> _What is needed_: Copy the lines below word for word, starting with the line that contains "Question. Indicate the woman in pink" and ending after the line that contains "x=459 y=184".

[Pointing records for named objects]

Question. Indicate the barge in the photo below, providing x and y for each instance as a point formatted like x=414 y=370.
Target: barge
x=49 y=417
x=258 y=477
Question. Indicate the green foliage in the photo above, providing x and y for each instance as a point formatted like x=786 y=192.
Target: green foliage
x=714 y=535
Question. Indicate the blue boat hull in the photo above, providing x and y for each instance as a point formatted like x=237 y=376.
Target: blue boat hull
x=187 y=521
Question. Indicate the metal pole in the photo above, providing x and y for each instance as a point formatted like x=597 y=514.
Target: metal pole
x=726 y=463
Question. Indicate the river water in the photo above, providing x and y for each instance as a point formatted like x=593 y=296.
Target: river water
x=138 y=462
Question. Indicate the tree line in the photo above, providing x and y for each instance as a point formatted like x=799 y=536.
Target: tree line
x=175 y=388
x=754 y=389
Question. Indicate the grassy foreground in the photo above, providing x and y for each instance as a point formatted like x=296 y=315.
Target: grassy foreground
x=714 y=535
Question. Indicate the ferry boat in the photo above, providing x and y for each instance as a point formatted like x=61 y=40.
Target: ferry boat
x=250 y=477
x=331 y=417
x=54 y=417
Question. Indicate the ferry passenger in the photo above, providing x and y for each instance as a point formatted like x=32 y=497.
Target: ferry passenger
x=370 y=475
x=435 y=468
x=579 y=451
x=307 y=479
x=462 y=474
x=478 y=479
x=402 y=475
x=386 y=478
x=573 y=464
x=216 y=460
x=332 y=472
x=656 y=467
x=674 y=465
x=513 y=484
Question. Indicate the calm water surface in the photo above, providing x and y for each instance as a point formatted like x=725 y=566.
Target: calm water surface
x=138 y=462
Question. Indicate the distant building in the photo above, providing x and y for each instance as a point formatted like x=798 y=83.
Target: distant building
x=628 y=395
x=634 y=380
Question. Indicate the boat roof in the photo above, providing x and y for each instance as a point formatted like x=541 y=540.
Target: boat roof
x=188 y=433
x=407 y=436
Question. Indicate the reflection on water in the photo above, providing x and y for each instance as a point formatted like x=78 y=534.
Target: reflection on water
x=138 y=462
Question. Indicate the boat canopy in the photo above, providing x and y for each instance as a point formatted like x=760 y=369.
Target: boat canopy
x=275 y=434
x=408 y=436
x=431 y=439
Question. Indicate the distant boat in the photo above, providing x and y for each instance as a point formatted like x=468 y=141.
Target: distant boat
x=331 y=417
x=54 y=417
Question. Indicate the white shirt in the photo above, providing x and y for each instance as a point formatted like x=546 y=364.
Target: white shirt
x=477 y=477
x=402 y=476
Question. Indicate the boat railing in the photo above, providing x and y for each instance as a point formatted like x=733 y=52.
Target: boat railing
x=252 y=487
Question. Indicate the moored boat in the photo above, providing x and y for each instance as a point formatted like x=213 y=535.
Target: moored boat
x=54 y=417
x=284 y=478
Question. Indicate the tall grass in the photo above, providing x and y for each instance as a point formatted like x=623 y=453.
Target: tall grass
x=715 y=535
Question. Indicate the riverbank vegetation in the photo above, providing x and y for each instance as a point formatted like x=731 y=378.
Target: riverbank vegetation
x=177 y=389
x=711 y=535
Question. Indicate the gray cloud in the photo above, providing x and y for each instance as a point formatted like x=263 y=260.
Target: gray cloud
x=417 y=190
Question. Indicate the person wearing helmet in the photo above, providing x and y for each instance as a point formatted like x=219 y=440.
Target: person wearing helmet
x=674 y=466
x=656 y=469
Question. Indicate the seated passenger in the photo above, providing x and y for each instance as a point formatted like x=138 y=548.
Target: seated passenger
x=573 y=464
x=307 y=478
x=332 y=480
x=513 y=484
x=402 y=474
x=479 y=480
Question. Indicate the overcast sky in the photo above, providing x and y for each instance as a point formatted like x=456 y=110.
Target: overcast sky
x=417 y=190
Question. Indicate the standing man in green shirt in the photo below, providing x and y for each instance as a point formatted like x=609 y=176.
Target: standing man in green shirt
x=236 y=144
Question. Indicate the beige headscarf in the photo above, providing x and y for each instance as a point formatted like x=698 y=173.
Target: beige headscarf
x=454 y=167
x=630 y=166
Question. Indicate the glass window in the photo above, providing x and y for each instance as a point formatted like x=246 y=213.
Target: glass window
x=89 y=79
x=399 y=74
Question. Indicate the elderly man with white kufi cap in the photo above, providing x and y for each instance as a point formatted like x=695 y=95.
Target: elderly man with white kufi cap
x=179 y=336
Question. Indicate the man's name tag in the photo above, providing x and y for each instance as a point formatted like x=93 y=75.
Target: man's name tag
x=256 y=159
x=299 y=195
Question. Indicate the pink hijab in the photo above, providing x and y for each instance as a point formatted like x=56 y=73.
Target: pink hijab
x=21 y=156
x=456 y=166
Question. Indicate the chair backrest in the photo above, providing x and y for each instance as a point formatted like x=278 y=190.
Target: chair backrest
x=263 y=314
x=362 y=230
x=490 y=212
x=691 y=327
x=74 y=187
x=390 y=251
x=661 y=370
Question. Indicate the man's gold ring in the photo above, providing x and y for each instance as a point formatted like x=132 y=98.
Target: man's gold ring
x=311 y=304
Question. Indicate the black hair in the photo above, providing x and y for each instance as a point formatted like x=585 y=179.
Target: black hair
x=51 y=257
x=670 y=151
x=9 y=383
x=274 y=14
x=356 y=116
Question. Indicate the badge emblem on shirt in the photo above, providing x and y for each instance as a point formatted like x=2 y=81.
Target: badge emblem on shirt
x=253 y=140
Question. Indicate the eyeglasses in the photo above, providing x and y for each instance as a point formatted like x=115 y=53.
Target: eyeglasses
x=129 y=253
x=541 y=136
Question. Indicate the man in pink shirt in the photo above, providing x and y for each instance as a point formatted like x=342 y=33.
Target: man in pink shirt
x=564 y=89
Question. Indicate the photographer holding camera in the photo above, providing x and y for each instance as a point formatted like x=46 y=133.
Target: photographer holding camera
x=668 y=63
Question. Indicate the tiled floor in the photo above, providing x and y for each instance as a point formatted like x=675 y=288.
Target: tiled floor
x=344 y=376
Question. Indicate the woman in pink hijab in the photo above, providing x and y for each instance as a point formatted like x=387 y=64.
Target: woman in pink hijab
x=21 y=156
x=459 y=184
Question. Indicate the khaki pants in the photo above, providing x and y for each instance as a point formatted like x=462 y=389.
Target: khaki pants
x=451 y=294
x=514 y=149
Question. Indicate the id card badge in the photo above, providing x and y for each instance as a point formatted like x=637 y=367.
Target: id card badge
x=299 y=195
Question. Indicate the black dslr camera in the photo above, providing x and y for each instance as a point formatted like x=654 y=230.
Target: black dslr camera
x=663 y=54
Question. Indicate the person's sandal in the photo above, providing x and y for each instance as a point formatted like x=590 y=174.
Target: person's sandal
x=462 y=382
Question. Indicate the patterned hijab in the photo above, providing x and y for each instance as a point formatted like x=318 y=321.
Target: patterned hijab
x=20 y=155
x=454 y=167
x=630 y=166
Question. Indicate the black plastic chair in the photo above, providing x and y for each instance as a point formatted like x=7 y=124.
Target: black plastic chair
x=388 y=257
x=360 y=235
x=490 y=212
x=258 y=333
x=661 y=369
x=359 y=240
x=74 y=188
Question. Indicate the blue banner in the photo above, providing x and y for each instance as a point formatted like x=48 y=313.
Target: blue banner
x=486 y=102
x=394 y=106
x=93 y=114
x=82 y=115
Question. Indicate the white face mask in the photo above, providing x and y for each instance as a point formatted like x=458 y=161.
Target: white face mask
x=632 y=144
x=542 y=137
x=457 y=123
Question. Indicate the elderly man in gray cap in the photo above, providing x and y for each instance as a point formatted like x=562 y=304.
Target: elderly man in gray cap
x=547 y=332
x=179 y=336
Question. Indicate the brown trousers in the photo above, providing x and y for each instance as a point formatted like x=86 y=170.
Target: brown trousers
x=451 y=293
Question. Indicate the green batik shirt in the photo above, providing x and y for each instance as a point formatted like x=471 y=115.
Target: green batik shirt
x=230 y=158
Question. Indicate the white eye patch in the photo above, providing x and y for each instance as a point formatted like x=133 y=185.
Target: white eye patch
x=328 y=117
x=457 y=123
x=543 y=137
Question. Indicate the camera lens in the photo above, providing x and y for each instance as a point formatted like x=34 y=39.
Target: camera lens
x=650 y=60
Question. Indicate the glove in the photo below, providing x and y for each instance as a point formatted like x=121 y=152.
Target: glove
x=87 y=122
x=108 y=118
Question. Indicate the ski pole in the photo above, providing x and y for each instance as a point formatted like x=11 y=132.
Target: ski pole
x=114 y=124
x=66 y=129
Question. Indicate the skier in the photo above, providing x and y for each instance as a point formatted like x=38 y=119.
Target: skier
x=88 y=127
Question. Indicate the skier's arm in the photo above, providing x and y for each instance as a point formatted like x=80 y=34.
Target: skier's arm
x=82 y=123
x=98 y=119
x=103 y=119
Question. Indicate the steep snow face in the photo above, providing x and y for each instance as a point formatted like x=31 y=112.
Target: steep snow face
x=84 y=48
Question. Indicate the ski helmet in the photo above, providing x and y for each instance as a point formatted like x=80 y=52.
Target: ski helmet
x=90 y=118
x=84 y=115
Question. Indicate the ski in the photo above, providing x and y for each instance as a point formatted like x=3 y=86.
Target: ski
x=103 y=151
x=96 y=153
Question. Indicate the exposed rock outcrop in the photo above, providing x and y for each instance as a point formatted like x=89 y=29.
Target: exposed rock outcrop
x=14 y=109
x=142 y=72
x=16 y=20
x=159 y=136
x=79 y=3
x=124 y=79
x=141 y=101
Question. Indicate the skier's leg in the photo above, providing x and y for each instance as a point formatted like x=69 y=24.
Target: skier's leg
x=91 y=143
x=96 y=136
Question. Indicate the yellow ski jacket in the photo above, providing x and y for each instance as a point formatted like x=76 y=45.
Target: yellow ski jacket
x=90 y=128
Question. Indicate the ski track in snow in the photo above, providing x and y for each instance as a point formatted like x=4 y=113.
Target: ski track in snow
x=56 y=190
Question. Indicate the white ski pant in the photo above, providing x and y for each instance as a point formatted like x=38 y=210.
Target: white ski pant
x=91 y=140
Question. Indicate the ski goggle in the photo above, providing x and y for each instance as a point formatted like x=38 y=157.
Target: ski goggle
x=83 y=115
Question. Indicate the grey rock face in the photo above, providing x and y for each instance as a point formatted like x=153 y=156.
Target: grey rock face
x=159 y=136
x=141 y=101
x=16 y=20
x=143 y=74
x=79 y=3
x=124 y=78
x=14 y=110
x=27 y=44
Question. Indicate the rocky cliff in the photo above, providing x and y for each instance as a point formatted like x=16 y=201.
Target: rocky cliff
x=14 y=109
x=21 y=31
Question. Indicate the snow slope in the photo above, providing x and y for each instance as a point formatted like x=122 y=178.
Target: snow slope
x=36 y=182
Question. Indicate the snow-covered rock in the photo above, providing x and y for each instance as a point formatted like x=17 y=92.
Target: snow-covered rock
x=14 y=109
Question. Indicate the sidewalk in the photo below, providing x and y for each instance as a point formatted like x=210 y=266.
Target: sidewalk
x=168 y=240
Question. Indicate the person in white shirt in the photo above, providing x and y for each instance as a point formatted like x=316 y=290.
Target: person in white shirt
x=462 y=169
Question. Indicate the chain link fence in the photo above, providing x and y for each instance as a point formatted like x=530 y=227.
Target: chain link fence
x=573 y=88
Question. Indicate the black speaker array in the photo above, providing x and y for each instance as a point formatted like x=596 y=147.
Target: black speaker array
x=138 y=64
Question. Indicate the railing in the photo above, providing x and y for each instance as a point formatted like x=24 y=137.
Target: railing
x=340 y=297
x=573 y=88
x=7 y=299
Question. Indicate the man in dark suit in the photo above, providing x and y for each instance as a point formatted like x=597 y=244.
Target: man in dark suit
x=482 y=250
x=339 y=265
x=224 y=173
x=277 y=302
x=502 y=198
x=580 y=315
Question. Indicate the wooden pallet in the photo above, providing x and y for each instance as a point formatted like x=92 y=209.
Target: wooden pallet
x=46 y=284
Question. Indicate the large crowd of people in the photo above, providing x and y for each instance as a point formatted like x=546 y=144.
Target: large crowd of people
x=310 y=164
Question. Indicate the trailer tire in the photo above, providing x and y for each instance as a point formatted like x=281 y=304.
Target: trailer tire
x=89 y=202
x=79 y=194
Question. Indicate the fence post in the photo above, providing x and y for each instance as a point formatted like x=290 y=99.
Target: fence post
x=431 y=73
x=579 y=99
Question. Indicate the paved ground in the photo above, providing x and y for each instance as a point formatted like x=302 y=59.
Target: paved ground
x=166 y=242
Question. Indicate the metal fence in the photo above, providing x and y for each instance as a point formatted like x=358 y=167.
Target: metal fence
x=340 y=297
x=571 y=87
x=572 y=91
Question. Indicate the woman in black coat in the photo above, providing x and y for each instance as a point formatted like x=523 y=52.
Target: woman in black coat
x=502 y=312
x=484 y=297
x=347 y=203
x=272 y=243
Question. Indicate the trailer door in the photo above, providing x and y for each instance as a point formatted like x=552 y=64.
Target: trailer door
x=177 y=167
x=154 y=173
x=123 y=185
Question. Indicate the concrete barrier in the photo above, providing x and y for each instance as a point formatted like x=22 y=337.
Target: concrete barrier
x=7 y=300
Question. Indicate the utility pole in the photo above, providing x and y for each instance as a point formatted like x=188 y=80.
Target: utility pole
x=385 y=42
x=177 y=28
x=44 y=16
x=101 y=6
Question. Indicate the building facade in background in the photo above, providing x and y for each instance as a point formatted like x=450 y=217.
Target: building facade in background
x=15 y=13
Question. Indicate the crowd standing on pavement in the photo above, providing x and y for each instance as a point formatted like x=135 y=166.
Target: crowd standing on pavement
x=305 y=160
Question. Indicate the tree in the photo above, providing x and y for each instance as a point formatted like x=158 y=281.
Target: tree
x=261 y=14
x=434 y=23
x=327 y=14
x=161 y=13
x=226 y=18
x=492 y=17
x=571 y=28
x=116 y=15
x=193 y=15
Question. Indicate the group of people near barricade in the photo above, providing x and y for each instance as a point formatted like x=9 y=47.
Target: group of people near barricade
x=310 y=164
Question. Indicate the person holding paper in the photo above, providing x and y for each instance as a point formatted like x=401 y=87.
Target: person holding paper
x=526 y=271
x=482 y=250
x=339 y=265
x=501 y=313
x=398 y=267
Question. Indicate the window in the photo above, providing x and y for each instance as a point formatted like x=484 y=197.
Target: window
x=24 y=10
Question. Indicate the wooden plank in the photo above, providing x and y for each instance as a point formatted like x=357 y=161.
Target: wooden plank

> _Correct output_:
Question. Indicate the woman in pink hijab in the photo above, providing x and y for each instance as a point formatted like x=387 y=64.
Target: woman in pink hijab
x=21 y=156
x=459 y=184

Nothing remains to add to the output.